Goal>
Copy the full set of lines exactly as given.

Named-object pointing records
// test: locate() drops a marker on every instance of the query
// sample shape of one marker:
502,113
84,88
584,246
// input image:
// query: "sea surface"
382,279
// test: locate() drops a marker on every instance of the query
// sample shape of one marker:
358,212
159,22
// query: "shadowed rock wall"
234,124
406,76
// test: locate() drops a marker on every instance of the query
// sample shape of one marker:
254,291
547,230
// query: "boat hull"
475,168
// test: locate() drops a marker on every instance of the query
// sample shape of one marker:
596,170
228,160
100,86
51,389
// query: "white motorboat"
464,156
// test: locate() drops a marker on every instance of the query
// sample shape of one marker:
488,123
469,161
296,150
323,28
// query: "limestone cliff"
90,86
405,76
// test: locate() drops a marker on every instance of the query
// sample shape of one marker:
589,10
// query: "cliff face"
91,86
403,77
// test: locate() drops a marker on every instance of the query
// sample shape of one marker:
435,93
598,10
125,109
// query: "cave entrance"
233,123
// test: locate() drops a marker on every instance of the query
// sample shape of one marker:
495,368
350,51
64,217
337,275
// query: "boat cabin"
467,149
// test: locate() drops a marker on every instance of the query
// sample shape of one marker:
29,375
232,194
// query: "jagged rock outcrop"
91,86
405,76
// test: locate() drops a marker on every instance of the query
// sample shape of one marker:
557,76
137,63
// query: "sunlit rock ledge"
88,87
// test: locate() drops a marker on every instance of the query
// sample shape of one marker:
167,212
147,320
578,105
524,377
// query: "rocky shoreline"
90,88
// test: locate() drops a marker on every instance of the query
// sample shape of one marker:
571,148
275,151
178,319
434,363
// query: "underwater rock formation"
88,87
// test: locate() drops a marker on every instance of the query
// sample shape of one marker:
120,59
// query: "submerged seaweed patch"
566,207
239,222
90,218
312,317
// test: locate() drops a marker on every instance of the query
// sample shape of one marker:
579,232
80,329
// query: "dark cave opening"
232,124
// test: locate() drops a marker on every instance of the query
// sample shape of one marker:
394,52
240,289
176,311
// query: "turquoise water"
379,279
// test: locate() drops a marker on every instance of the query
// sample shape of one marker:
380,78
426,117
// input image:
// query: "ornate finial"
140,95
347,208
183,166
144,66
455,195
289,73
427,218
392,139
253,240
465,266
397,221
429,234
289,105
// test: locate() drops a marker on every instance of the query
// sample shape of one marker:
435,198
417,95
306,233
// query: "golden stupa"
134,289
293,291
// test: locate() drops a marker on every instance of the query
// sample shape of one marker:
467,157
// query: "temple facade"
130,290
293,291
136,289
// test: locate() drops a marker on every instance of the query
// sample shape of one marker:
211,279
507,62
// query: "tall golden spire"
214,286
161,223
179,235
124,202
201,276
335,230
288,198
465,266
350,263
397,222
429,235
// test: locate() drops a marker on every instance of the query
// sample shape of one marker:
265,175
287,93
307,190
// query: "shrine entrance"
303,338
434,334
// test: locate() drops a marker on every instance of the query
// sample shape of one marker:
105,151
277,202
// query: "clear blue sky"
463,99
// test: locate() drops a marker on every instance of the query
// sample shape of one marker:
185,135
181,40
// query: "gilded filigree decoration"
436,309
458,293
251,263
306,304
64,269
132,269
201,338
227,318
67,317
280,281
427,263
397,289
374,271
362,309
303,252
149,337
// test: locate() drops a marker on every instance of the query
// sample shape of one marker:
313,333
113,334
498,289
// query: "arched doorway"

Answer below>
// test: locate() drops a marker on every instance of the query
// sample shape of one marker:
502,113
84,88
584,246
// input image:
// query: "sea surface"
382,279
// test: locate() drops a marker on every instance of the query
// sample shape of one marker:
358,212
159,22
// query: "shadowed rock wall"
234,124
406,76
// test: locate() drops a marker on every instance of the query
// sample shape of one marker:
254,291
547,230
// query: "boat hull"
475,168
// test: locate() drops a marker on every instance of the query
// sample shape of one marker:
596,170
228,160
100,86
51,389
// query: "white motorboat"
464,156
// test: locate() drops a marker on every instance of the query
// sample shape of one marker:
488,123
469,161
296,150
323,28
// query: "limestone cliff"
90,86
405,76
// test: locate() drops a marker on every instance of the query
// sample shape of one marker:
589,10
// query: "cliff face"
91,86
403,77
// test: locate() drops a marker on every instance of the query
// sample shape of one marker:
435,93
598,10
125,109
// query: "cave entrance"
233,123
// test: locate() drops a marker on every instance of the query
// sample shape of one marker:
495,368
350,51
64,217
337,275
// query: "boat cabin"
467,149
// test: locate() drops a marker on every instance of the query
// sample shape of one marker:
29,375
232,194
// query: "jagged rock outcrop"
91,86
405,76
// test: locate() drops a marker on every instance of the query
// sample shape of one marker:
557,76
137,63
// query: "sunlit rock ledge"
88,87
// test: locate() drops a marker on every instance of the query
// sample shape of one marker:
167,212
147,320
578,105
524,377
// query: "rocky shoreline"
90,88
// test: locate() drops a marker on every instance of the query
// sample shape of one marker:
571,148
275,151
178,319
434,363
// query: "underwater rock formation"
88,87
// test: locate() drops a marker on every instance of the query
// sample shape of one marker:
120,59
// query: "submerged seaweed patch"
566,207
239,222
90,218
312,317
// test: locate() drops a marker on every instance of the query
// sample shape of one marker:
579,232
80,329
// query: "dark cave opening"
232,124
// test: locate() drops a marker on every instance of the query
// sample shape of one marker:
394,52
240,289
176,311
// query: "turquoise water"
379,279
// test: locate() drops a marker on every instance of the query
// sample shape of one marker:
380,78
426,117
// input image:
// query: "ornate finial"
140,95
347,208
183,166
144,66
455,195
289,73
427,218
392,139
253,240
465,266
397,221
429,234
289,105
// test: locate() drops a marker on every instance of the query
// sample shape of one marker:
435,198
417,95
306,233
// query: "golden stupa"
134,289
293,291
// test: locate() drops a marker on every instance of the query
// sample shape of one marker:
467,157
// query: "temple facade"
130,290
293,291
136,289
// test: locate() drops a marker on every instance of the query
// sample shape of one marker:
211,279
507,62
// query: "tall golden spire"
214,286
161,223
179,235
124,202
201,276
335,230
288,198
465,266
350,263
397,222
429,235
// test: locate() drops a marker on every instance of the query
// sample shape of one marker:
265,175
287,93
307,190
// query: "shrine entrance"
303,338
434,334
// test: locate() drops a marker on every instance of the query
// sample shape of one marker:
105,151
277,202
// query: "clear blue sky"
463,99
// test: locate() drops a marker on every instance of the query
// sample shape of one marker:
185,135
181,40
// query: "gilded filigree decoration"
436,309
458,293
251,263
306,304
64,269
132,269
201,338
227,318
67,317
280,281
427,263
397,289
374,271
362,309
303,252
149,337
// test: locate() drops a marker on every instance of the query
// sample shape of one marker:
313,333
113,334
498,289
// query: "arched doorway"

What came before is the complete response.